[Extracted records]
'''
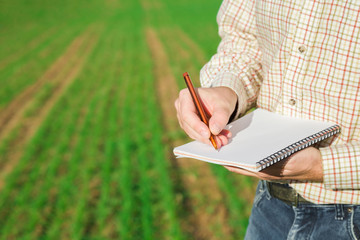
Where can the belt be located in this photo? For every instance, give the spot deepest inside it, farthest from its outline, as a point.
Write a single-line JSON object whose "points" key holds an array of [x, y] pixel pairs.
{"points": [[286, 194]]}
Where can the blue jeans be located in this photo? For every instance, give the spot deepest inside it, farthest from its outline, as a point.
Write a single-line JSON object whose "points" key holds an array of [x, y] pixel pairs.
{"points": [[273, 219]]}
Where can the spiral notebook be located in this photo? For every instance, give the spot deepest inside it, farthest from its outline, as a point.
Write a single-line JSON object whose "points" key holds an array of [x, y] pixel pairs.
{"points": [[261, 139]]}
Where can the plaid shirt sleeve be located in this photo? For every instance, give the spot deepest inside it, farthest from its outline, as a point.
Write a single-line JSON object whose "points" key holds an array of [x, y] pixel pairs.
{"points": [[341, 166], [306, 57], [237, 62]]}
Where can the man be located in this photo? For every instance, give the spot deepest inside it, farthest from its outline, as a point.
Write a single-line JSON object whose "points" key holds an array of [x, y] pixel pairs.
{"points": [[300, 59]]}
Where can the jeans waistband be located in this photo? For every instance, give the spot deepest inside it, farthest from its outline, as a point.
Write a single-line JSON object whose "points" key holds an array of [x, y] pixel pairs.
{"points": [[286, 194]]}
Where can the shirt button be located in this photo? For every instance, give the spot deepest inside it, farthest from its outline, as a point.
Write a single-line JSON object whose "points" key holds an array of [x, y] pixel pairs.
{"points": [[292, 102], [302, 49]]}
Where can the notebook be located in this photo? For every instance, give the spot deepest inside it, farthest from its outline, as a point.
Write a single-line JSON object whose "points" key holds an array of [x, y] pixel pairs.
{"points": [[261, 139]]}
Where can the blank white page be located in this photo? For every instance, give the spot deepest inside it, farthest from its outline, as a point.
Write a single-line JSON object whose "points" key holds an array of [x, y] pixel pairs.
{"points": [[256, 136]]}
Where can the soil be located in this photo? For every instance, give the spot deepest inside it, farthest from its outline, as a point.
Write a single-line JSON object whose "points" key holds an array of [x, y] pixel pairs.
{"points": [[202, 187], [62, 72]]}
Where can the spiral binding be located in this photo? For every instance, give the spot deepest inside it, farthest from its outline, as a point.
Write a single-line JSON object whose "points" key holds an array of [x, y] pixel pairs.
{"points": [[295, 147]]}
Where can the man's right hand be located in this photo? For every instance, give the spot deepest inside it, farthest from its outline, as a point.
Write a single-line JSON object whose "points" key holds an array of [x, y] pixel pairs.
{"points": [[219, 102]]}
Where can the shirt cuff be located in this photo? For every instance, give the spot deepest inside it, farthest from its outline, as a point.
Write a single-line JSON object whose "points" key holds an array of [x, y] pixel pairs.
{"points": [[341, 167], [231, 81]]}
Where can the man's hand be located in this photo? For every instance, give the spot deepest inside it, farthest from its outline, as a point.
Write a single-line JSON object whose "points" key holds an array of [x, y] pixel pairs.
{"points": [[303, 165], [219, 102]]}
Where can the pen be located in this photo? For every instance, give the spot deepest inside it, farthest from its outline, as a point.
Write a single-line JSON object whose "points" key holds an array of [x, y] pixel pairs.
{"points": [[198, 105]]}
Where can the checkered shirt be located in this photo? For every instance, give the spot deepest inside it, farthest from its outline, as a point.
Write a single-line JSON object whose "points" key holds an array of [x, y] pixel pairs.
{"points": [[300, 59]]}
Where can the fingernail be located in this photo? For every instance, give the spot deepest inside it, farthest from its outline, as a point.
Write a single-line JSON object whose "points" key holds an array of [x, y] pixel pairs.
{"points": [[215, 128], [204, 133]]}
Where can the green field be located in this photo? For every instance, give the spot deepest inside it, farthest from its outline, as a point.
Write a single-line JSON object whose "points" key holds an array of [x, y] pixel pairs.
'''
'''
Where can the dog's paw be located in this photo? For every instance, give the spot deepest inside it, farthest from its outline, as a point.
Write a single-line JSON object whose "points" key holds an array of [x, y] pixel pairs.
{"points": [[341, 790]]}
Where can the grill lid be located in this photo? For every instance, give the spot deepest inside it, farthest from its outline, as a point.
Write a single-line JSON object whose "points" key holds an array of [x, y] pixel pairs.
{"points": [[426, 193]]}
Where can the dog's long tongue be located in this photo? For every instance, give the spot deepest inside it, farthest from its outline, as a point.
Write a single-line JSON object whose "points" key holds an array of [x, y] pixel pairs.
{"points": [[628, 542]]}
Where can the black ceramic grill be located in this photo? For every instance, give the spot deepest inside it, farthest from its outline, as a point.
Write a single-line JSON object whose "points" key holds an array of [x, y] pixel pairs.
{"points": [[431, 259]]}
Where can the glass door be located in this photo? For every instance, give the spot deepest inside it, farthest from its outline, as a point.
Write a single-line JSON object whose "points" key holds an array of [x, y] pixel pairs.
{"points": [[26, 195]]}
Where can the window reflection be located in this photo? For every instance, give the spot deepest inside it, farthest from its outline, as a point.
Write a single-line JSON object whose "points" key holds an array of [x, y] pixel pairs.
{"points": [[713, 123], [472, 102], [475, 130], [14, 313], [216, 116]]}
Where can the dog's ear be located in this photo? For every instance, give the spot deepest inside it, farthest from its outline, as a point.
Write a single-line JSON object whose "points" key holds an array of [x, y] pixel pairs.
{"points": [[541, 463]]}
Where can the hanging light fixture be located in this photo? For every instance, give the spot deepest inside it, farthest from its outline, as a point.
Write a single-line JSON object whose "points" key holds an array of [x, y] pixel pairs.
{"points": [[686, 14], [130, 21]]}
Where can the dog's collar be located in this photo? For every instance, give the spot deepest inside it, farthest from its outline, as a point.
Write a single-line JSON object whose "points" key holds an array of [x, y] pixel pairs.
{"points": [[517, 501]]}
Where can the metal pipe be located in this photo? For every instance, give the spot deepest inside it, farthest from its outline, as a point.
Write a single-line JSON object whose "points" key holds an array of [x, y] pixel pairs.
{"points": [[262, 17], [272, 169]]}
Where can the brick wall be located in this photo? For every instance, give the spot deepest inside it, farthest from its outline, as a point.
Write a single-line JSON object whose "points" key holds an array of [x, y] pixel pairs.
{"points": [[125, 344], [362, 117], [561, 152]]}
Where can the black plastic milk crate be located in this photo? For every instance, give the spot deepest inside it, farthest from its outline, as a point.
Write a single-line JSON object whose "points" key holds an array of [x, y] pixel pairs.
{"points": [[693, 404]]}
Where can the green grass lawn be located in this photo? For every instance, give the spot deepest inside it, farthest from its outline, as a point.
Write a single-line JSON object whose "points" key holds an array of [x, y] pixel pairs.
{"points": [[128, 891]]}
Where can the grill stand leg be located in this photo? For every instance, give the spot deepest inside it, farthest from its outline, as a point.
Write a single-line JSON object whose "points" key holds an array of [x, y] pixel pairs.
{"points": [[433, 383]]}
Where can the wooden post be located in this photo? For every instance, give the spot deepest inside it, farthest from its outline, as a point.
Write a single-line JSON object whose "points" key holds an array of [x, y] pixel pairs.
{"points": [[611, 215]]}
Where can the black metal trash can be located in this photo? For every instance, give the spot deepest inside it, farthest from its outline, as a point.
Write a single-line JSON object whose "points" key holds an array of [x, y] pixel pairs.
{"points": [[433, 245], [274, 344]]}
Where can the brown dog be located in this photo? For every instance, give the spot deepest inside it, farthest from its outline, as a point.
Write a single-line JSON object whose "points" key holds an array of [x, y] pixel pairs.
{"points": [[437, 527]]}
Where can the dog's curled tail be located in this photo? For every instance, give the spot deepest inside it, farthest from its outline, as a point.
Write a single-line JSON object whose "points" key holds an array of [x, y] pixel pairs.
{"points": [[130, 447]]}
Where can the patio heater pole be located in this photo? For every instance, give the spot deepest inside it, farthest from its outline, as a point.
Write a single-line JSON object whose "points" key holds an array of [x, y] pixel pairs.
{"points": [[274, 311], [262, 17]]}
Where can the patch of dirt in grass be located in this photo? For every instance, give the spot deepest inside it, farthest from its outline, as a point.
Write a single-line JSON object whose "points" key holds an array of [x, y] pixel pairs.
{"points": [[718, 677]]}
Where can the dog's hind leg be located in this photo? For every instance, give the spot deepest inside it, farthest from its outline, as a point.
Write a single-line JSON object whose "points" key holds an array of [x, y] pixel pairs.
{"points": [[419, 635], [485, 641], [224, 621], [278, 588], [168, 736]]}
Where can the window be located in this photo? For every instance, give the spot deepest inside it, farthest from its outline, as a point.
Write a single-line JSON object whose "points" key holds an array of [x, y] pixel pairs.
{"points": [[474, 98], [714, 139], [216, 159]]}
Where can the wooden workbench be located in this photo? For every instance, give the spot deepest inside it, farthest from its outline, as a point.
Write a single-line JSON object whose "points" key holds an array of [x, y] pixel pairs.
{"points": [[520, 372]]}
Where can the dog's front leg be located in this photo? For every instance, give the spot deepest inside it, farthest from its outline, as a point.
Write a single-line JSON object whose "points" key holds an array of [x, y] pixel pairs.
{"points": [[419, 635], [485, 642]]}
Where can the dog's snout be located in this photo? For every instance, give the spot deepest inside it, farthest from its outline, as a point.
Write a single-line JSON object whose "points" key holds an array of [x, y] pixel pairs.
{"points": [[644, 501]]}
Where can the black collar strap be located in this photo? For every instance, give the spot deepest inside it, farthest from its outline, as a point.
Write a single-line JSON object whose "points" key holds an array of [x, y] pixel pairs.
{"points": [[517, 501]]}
'''
▶ [What to do]: Every line holding the word "spiral" should be copied out of the records above.

▶ [Written answer]:
Where can the spiral notebook be located in this photo? For every instance, give the spot deepest inside it, farthest from its outline, as a point.
Where can the spiral binding be located in this photo? For every instance, give the spot deepest inside it, farthest from its outline, as a point.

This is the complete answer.